WHAT THE TASK REQUIRES: Write each line exactly as it stands, from the line containing "the wooden door" through the end of the data.

ENTRIES SUPPLIED:
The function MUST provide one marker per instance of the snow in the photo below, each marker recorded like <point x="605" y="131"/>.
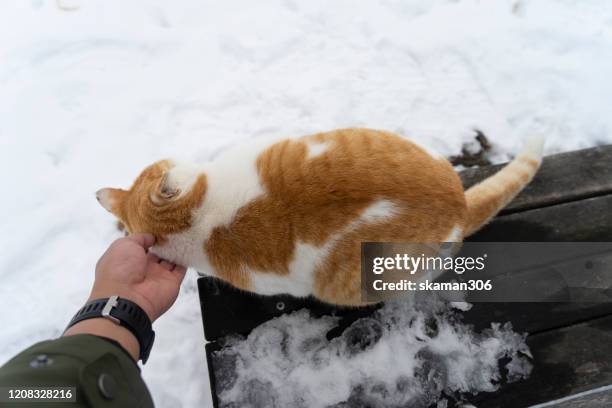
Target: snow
<point x="91" y="92"/>
<point x="404" y="355"/>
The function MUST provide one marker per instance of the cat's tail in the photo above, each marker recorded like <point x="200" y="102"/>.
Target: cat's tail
<point x="487" y="198"/>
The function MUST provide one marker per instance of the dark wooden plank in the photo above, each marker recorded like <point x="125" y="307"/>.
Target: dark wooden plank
<point x="597" y="398"/>
<point x="568" y="361"/>
<point x="562" y="178"/>
<point x="585" y="220"/>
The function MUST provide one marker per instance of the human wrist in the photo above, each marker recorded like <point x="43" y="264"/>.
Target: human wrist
<point x="103" y="327"/>
<point x="102" y="291"/>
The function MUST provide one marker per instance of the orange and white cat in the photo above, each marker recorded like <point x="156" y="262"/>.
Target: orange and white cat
<point x="288" y="216"/>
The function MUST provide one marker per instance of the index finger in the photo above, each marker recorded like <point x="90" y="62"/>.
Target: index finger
<point x="144" y="240"/>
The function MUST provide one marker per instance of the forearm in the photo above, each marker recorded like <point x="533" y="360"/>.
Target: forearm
<point x="101" y="372"/>
<point x="105" y="328"/>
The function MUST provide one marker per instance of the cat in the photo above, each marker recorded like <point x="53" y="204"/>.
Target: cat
<point x="288" y="216"/>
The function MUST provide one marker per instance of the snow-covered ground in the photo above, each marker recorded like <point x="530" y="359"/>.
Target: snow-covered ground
<point x="92" y="91"/>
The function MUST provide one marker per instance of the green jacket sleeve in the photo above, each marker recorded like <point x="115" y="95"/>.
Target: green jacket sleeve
<point x="100" y="371"/>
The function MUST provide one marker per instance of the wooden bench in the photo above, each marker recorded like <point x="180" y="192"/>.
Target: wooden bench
<point x="569" y="200"/>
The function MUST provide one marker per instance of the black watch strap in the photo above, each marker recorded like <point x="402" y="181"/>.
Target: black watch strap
<point x="124" y="313"/>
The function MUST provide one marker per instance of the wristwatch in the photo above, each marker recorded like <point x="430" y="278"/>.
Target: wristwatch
<point x="124" y="313"/>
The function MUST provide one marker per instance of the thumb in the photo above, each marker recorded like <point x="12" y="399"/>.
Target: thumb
<point x="144" y="240"/>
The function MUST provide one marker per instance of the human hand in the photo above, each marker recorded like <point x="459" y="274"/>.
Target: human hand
<point x="126" y="269"/>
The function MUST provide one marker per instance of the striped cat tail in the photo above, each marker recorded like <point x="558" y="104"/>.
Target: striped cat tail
<point x="487" y="198"/>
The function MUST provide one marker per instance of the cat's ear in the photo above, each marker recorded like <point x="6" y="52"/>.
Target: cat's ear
<point x="109" y="197"/>
<point x="166" y="190"/>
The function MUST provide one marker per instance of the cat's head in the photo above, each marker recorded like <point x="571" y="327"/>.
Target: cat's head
<point x="160" y="201"/>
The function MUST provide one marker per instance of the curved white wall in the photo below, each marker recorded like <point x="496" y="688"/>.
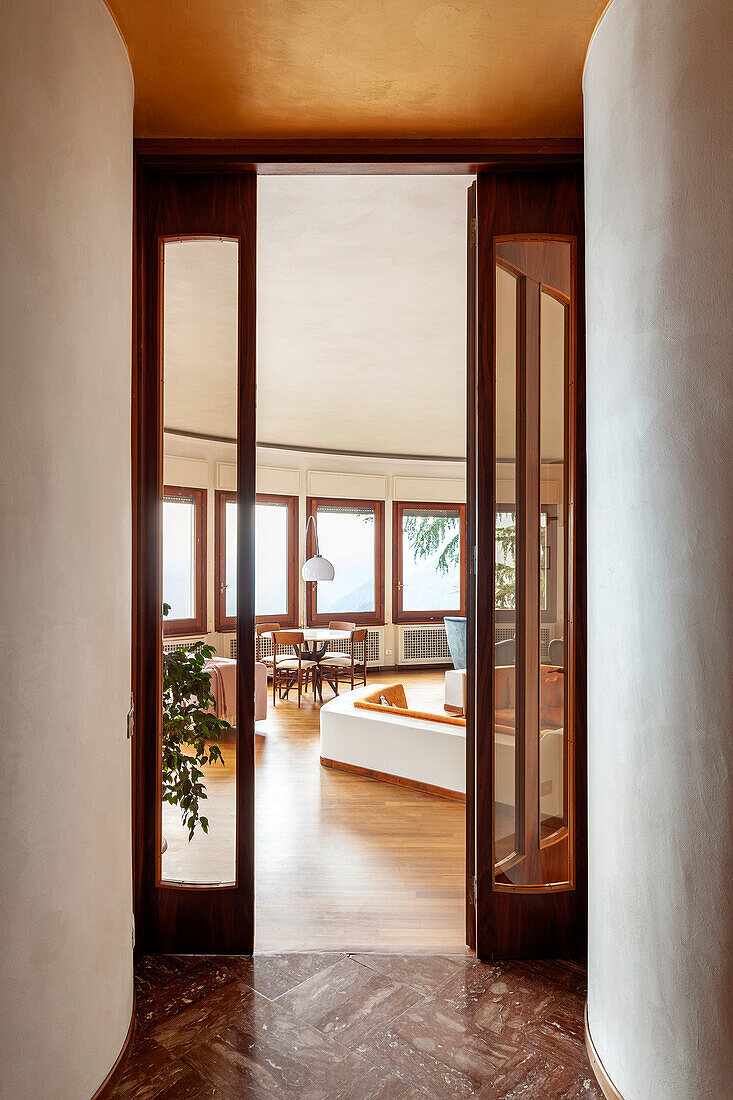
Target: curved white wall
<point x="658" y="91"/>
<point x="65" y="556"/>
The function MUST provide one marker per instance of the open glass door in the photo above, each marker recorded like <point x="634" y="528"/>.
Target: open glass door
<point x="531" y="829"/>
<point x="194" y="685"/>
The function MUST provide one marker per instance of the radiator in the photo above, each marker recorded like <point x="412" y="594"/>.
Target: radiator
<point x="424" y="645"/>
<point x="504" y="633"/>
<point x="170" y="647"/>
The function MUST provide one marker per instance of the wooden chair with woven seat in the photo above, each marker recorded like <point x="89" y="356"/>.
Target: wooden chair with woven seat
<point x="287" y="671"/>
<point x="347" y="667"/>
<point x="260" y="629"/>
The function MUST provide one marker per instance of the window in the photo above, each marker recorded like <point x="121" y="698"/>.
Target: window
<point x="351" y="537"/>
<point x="429" y="561"/>
<point x="184" y="560"/>
<point x="275" y="560"/>
<point x="505" y="563"/>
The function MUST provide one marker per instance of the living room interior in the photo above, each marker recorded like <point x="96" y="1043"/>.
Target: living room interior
<point x="361" y="283"/>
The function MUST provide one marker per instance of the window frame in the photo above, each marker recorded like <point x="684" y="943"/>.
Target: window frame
<point x="360" y="618"/>
<point x="179" y="628"/>
<point x="549" y="615"/>
<point x="431" y="615"/>
<point x="226" y="623"/>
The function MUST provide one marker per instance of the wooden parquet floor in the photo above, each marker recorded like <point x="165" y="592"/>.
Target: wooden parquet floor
<point x="350" y="864"/>
<point x="341" y="862"/>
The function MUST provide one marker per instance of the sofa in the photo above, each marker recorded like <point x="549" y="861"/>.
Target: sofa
<point x="223" y="688"/>
<point x="391" y="744"/>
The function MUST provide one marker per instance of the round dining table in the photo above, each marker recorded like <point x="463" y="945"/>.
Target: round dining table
<point x="316" y="641"/>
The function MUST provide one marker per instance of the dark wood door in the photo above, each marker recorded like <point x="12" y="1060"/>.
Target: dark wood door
<point x="470" y="568"/>
<point x="173" y="917"/>
<point x="531" y="813"/>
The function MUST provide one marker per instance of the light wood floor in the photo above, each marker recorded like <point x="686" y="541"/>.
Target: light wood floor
<point x="341" y="862"/>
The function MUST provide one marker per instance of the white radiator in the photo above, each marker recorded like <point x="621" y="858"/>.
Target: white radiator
<point x="170" y="647"/>
<point x="428" y="645"/>
<point x="424" y="645"/>
<point x="504" y="633"/>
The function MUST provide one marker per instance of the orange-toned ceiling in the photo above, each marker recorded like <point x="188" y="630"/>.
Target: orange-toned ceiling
<point x="357" y="68"/>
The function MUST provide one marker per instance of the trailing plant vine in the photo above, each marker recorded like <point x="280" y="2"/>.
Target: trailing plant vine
<point x="190" y="730"/>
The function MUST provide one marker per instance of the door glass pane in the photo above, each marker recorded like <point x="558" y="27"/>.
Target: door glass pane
<point x="506" y="289"/>
<point x="554" y="320"/>
<point x="533" y="747"/>
<point x="179" y="559"/>
<point x="198" y="746"/>
<point x="271" y="559"/>
<point x="231" y="558"/>
<point x="430" y="560"/>
<point x="346" y="537"/>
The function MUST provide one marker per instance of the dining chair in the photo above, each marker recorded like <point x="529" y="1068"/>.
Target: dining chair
<point x="260" y="629"/>
<point x="347" y="666"/>
<point x="290" y="670"/>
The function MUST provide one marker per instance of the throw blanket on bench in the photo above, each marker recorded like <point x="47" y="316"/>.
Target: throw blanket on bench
<point x="223" y="686"/>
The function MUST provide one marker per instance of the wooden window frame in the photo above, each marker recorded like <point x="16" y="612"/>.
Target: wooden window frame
<point x="181" y="628"/>
<point x="228" y="623"/>
<point x="361" y="618"/>
<point x="431" y="615"/>
<point x="549" y="615"/>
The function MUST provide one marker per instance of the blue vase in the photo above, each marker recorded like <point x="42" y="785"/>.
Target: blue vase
<point x="456" y="634"/>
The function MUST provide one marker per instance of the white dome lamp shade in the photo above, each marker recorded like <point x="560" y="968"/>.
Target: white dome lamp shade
<point x="317" y="568"/>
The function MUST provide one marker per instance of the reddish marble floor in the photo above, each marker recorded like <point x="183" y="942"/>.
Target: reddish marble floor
<point x="358" y="1026"/>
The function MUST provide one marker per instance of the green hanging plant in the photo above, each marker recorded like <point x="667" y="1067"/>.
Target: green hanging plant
<point x="190" y="730"/>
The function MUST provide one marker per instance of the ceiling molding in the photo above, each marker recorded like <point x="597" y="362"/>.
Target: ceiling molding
<point x="363" y="156"/>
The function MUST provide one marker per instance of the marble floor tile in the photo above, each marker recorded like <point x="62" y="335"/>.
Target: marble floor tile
<point x="533" y="1077"/>
<point x="348" y="1001"/>
<point x="149" y="1069"/>
<point x="272" y="1051"/>
<point x="440" y="1047"/>
<point x="179" y="987"/>
<point x="422" y="972"/>
<point x="358" y="1027"/>
<point x="192" y="1086"/>
<point x="208" y="1015"/>
<point x="358" y="1079"/>
<point x="274" y="975"/>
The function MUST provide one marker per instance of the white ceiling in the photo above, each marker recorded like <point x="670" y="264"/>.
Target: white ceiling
<point x="361" y="317"/>
<point x="361" y="322"/>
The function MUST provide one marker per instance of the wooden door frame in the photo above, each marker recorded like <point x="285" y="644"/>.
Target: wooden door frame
<point x="167" y="158"/>
<point x="529" y="922"/>
<point x="171" y="206"/>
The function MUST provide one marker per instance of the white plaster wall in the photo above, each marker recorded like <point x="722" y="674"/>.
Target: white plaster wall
<point x="65" y="547"/>
<point x="658" y="91"/>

RESULT OF THE TASK:
The function MUST provide one marker per instance of the wooden door frame in the photo above, each marker recorded like <point x="285" y="644"/>.
Target: wooden door frame
<point x="167" y="158"/>
<point x="529" y="922"/>
<point x="171" y="206"/>
The function MUST provide one marker per instance of the white plaster wall in the photo above, each marker recorded like <point x="722" y="674"/>.
Target: white plaster wall
<point x="65" y="547"/>
<point x="658" y="91"/>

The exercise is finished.